[Entries on locating named things]
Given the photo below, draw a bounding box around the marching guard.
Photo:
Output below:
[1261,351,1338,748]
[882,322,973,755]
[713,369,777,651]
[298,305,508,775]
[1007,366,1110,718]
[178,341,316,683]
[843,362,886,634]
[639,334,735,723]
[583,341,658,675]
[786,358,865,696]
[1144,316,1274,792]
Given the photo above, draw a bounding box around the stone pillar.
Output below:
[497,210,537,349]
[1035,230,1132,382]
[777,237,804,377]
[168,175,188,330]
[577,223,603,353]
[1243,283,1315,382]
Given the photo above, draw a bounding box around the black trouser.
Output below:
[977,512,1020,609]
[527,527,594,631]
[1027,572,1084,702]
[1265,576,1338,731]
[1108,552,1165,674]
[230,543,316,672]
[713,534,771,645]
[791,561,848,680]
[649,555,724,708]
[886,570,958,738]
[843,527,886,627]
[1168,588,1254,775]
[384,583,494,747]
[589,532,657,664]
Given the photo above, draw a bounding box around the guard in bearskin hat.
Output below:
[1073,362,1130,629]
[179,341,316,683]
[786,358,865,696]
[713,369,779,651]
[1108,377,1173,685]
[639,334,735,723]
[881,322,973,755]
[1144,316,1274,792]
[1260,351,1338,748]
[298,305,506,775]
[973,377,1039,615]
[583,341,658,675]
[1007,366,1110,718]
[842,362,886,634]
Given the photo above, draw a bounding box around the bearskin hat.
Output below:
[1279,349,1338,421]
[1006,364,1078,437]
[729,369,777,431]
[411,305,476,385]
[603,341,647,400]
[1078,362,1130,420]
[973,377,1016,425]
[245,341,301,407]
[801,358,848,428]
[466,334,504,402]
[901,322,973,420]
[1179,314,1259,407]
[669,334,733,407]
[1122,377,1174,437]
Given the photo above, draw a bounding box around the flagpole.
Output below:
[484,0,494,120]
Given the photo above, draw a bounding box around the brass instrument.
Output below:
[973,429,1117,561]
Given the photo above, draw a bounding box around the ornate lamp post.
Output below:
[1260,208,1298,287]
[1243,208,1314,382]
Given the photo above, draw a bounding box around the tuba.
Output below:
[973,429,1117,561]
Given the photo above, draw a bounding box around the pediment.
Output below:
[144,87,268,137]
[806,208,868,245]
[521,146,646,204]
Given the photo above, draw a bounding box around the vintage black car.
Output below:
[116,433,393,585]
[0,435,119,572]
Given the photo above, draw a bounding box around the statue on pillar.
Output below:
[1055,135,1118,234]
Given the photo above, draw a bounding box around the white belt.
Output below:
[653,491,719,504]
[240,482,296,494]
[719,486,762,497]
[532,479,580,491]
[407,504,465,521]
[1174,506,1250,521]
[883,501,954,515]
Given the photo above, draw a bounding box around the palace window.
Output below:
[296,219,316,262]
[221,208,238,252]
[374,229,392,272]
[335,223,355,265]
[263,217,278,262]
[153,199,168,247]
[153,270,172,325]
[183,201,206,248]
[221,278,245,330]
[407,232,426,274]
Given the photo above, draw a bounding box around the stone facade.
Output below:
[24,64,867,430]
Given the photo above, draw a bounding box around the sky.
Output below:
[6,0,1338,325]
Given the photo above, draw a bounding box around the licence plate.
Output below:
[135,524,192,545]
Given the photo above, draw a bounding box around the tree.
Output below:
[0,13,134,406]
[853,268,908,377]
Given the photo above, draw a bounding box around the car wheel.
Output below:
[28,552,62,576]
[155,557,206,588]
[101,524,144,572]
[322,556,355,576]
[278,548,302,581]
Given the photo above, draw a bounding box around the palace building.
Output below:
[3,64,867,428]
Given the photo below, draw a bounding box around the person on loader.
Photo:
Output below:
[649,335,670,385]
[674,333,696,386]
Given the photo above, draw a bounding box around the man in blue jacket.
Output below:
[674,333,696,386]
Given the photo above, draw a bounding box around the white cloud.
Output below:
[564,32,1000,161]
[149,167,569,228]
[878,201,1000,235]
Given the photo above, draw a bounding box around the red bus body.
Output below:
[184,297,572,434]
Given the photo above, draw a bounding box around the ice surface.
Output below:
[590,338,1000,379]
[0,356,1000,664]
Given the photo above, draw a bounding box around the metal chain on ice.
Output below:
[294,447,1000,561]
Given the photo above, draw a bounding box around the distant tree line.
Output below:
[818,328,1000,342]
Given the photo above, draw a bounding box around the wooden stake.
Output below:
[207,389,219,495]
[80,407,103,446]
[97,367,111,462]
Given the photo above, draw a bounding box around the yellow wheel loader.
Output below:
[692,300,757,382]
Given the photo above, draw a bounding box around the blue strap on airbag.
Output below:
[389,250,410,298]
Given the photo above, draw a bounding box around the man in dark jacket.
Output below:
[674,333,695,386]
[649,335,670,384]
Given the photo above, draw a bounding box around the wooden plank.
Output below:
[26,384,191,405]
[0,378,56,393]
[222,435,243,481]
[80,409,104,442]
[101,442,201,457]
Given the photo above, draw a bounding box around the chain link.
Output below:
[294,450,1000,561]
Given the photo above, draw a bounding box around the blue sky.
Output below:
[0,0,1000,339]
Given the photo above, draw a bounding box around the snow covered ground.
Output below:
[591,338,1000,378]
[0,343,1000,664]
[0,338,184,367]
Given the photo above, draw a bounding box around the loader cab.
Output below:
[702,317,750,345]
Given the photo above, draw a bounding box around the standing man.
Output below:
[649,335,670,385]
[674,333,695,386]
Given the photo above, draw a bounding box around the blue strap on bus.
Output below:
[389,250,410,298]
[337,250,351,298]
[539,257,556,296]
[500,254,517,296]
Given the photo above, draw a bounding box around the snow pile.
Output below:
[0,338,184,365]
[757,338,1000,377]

◆ **Exercise brief**
Reproduce the items above word for word, from their first line through the line containing "[521,146,646,204]", with both of those lines included.

◆ **Task result**
Given the photo below, draw a bounding box around the marching guard.
Photo:
Output below:
[1261,351,1338,748]
[882,322,973,755]
[713,369,777,651]
[298,305,508,775]
[1007,366,1110,718]
[178,341,316,683]
[843,362,886,634]
[639,334,735,723]
[583,341,658,675]
[786,358,865,696]
[1144,316,1274,792]
Given the photo above, draw a bounding box around the stone pillar.
Output below:
[497,210,537,349]
[1035,230,1132,382]
[777,237,804,377]
[168,175,188,330]
[577,223,603,353]
[1243,283,1315,382]
Given the photo above, draw a bounding box around the black trouser.
Output below:
[977,512,1020,609]
[527,527,594,631]
[1027,572,1084,702]
[1265,576,1338,731]
[1108,552,1165,674]
[230,543,316,672]
[713,534,771,645]
[791,561,848,680]
[649,555,724,708]
[886,570,958,738]
[843,527,886,627]
[1168,588,1254,775]
[384,583,494,747]
[589,532,657,664]
Given the photo above, draw a bounding box around the guard in bearskin hat.
Output below:
[1073,362,1130,629]
[179,341,316,683]
[786,358,865,696]
[713,369,779,651]
[1108,377,1173,685]
[639,334,735,723]
[881,322,973,755]
[1144,316,1274,792]
[1260,351,1338,748]
[298,305,506,775]
[973,377,1039,615]
[583,341,658,675]
[1007,366,1110,718]
[842,362,886,634]
Given the photo above, draw a bounding box around the bearskin hat.
Output below:
[1279,349,1338,421]
[1006,364,1078,437]
[729,369,777,431]
[411,305,476,385]
[603,341,647,400]
[1078,362,1130,420]
[973,377,1016,425]
[245,341,301,407]
[801,358,848,428]
[466,334,504,402]
[901,322,973,420]
[1179,314,1259,407]
[669,334,733,407]
[1122,377,1174,437]
Given the photo above, draw a bounding box around the flagpole.
Output below:
[484,0,494,120]
Given the photo above, draw a bounding box around the brass instrument.
Output below:
[973,429,1117,561]
Given the photo above, draw a bounding box around the ornate lamp post.
Output below:
[1260,208,1298,287]
[1243,208,1314,382]
Given the photo above, draw a bounding box around the tuba.
Output below:
[973,429,1117,561]
Given the photo above, draw a bounding box around the pediment.
Output below:
[144,87,268,137]
[806,208,868,245]
[521,146,646,204]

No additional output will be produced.